▶ [Fragmento del texto]
************

Ya antes de cumplirse el primer semestre de 2021 no era posible ocultar el alto grado de tensiones dentro del MAS y los movimientos sociales. La historia, siempre cruda, como nos advirtiera Marx, demostró que se puede recuperar el gobierno, aun con una victoria contundente en el campo electoral, pero otra cosa es recuperar la potencia de un Proceso de Cambio. Hay un cúmulo de hechos objetivos que han confirmado que haber recuperado la democracia y el gobierno entre agosto y noviembre de 2020 no ha significado la recuperación del Proceso de Cambio ni mucho menos haber elevado la Revolución Democrática y Cultural a un nivel superior. La estrategia imperialista de provocar una implosión en el MAS y las organizaciones sociales dio resultado. La autodestrucción funcionó (Moldiz, 2024).
Por tanto, el resultado de las elecciones generales de agosto de este año es consecuencia de la derrota estratégica del campo nacional-popular, acumulada desde 2010. Vaya paradoja: pocos meses después de un contundente triunfo electoral en 2009, muy por encima de lo registrado en diciembre de 2005. Esto demuestra que no toda victoria en las urnas equivale a una victoria política. Las razones de esa desaceleración radican en la separación entre el gobierno y los movimientos sociales, así como en la reducción de las organizaciones sociales a un papel simbólico, y no protagónico, como el que desempeñaron en el período 2003-2009, antes y después de la histórica victoria electoral de 2005. Las elecciones de 2014 no modificaron esta tendencia; por el contrario, se acentuó después de que, en 2017, el gobierno beneficiara con varias medidas a la agroindustria, la fracción hegemónica y poderosa de la burguesía boliviana. La derrota de agosto de este año es resultado de la división y la guerra interna dentro del campo nacional-popular y del MAS, y debido a las debilidades e indecisiones del gobierno para derrotar el bloqueo legislativo y social que terminó asfixiándolo permanentemente. No ha existido en la historia boliviana, desde el repliegue de los militares a los cuarteles en 1982, un gobierno sometido a una implacable guerra híbrida como el de Luis Arce. El presidente Hernán Siles Suazo de la Unidad Democrática Popular (UDP) se vio obligado a adelantar un año las elecciones generales, en un contexto de hiperinflación, que es la forma como se reveló la crisis estatal.

************

▶ [Información mostrada]
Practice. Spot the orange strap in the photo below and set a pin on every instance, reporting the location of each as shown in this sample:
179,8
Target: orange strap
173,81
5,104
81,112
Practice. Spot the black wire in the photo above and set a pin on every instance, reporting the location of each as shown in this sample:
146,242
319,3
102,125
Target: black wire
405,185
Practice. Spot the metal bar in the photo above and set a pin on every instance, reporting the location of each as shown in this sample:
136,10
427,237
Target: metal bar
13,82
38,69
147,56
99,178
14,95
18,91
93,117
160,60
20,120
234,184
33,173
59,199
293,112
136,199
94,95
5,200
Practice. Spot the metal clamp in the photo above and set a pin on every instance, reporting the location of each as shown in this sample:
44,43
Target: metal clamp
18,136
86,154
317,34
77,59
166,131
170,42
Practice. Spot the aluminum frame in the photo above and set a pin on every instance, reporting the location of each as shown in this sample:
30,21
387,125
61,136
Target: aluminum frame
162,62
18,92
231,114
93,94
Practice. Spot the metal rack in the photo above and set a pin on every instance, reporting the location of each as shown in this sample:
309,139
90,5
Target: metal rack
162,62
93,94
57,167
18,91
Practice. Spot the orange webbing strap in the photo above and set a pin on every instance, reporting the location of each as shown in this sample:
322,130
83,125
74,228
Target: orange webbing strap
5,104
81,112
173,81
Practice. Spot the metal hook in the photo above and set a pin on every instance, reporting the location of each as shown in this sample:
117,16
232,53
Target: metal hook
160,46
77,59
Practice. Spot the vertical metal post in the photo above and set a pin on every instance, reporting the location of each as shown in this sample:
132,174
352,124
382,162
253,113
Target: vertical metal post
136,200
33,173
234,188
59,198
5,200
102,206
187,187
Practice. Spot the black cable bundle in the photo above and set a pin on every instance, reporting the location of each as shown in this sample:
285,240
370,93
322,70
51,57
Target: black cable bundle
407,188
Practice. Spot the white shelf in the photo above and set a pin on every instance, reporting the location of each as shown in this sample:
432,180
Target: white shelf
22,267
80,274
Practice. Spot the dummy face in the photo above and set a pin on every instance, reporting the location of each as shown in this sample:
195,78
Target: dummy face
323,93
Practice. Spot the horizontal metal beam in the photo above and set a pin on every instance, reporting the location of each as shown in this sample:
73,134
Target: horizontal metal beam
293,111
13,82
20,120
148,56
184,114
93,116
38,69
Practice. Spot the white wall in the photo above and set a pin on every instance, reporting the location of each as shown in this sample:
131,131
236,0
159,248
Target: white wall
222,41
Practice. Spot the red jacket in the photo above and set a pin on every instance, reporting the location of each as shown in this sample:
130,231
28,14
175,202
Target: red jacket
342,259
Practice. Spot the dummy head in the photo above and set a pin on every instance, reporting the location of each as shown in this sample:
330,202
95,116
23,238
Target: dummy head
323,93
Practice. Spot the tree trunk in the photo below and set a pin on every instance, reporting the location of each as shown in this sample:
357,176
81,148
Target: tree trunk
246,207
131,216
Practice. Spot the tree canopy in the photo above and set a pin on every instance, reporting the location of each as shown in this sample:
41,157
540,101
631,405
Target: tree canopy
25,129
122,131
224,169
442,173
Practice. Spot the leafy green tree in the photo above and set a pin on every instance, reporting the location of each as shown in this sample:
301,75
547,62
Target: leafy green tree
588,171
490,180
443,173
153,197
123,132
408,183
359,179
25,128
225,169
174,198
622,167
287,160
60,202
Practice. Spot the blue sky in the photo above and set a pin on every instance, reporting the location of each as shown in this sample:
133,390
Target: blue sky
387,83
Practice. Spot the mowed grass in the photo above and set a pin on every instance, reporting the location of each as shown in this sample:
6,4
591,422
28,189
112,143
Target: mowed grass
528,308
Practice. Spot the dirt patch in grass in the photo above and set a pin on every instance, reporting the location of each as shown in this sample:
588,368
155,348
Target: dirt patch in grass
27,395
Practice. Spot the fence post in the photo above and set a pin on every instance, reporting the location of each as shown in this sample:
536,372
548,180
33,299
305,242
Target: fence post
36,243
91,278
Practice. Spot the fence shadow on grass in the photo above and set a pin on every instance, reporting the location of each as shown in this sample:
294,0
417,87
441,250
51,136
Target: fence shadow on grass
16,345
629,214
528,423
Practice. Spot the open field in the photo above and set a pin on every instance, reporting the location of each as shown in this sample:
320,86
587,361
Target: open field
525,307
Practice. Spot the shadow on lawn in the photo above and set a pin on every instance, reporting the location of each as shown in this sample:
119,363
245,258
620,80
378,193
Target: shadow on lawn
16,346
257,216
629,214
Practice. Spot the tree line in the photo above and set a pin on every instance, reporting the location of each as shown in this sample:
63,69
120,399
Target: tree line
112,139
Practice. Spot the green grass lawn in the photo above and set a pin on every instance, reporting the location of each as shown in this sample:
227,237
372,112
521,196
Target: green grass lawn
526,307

************

▶ [Objetivos]
[1] Cita textualmente el fragmento sobre el MAS desde "Ya antes de" hasta "funcionó (Moldiz, 2024).".
[2] Reproduce tal cual las líneas de los registros desde la que contiene "Practice. Spot the open" hasta el final de los registros.

▶ [Resultados]
[1]
Ya antes de cumplirse el primer semestre de 2021 no era posible ocultar el alto grado de tensiones dentro del MAS y los movimientos sociales. La historia, siempre cruda, como nos advirtiera Marx, demostró que se puede recuperar el gobierno, aun con una victoria contundente en el campo electoral, pero otra cosa es recuperar la potencia de un Proceso de Cambio. Hay un cúmulo de hechos objetivos que han confirmado que haber recuperado la democracia y el gobierno entre agosto y noviembre de 2020 no ha significado la recuperación del Proceso de Cambio ni mucho menos haber elevado la Revolución Democrática y Cultural a un nivel superior. La estrategia imperialista de provocar una implosión en el MAS y las organizaciones sociales dio resultado. La autodestrucción funcionó (Moldiz, 2024).

[2]
Practice. Spot the open field in the photo above and set a pin on every instance, reporting the location of each as shown in this sample:
320,86
587,361
Target: open field
525,307
Practice. Spot the shadow on lawn in the photo above and set a pin on every instance, reporting the location of each as shown in this sample:
119,363
245,258
620,80
378,193
Target: shadow on lawn
16,346
257,216
629,214
Practice. Spot the tree line in the photo above and set a pin on every instance, reporting the location of each as shown in this sample:
63,69
120,399
Target: tree line
112,139
Practice. Spot the green grass lawn in the photo above and set a pin on every instance, reporting the location of each as shown in this sample:
227,237
372,112
521,196
Target: green grass lawn
526,307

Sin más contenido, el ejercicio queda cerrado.